-- Begin ENTRIES PROVIDED --

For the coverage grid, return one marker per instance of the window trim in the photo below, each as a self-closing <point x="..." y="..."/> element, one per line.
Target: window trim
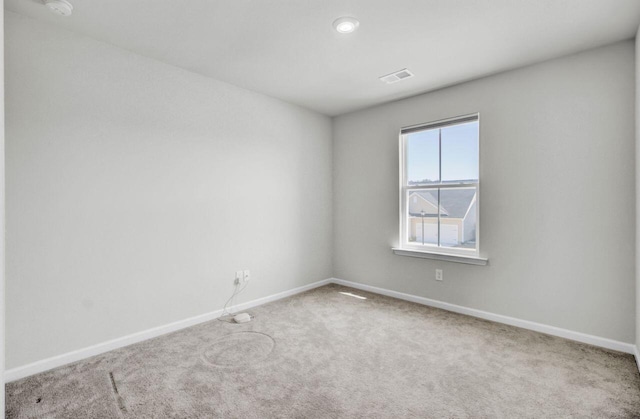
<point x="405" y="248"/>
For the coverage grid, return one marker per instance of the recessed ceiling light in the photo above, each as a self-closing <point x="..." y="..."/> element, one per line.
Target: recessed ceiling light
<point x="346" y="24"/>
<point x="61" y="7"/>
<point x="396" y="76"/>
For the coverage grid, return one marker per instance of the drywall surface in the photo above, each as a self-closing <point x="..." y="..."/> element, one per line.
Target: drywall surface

-- End ENTRIES PROVIDED --
-- Begin ENTRIES PROVIDED --

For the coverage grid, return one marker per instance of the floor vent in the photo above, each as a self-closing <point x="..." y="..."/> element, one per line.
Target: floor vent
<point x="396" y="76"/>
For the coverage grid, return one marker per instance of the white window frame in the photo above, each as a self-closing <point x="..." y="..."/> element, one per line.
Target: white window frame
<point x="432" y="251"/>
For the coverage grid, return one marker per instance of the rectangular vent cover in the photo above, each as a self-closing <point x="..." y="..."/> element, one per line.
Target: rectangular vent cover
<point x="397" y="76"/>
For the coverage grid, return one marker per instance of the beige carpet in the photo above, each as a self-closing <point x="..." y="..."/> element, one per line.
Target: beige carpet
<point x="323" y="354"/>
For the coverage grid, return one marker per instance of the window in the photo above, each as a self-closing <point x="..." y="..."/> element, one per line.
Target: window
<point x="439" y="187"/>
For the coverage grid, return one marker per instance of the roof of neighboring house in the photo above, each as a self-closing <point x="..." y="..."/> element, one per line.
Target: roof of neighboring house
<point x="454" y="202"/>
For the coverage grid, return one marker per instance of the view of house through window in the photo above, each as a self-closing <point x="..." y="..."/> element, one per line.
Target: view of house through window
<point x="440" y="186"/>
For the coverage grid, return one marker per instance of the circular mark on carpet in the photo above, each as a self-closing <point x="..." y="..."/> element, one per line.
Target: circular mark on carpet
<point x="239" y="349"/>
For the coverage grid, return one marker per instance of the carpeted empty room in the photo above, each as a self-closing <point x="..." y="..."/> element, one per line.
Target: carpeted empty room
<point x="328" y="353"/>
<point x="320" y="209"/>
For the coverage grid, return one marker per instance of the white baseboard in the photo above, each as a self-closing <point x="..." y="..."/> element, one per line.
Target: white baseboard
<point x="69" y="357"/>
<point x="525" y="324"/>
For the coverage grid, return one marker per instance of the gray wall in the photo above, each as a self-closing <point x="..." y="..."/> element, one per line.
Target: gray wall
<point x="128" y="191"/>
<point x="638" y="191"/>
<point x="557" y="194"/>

-- End ENTRIES PROVIDED --

## JOB
Swap "coverage grid" for "annotation grid" in the records, starting at the line that contains "the window trim" and ending at the line that contains "Target: drywall surface", and leave everything else unchanged. Leave the pictures out of your answer.

## CORRECT OUTPUT
For the annotation grid, return one marker per instance of the window trim in the photo below, each as a self-closing <point x="..." y="..."/> element, one per line.
Target: window trim
<point x="405" y="248"/>
For the annotation grid, return one marker per instance of the recessed ceiling light in the photo above, each as a self-closing <point x="..." y="..."/> element, one per line.
Target: recessed ceiling light
<point x="346" y="24"/>
<point x="61" y="7"/>
<point x="396" y="76"/>
For the annotation grid, return one marker per instance of the drywall surface in the photo above, each as a self-closing <point x="..." y="..."/> element, one per line.
Target: drywall surface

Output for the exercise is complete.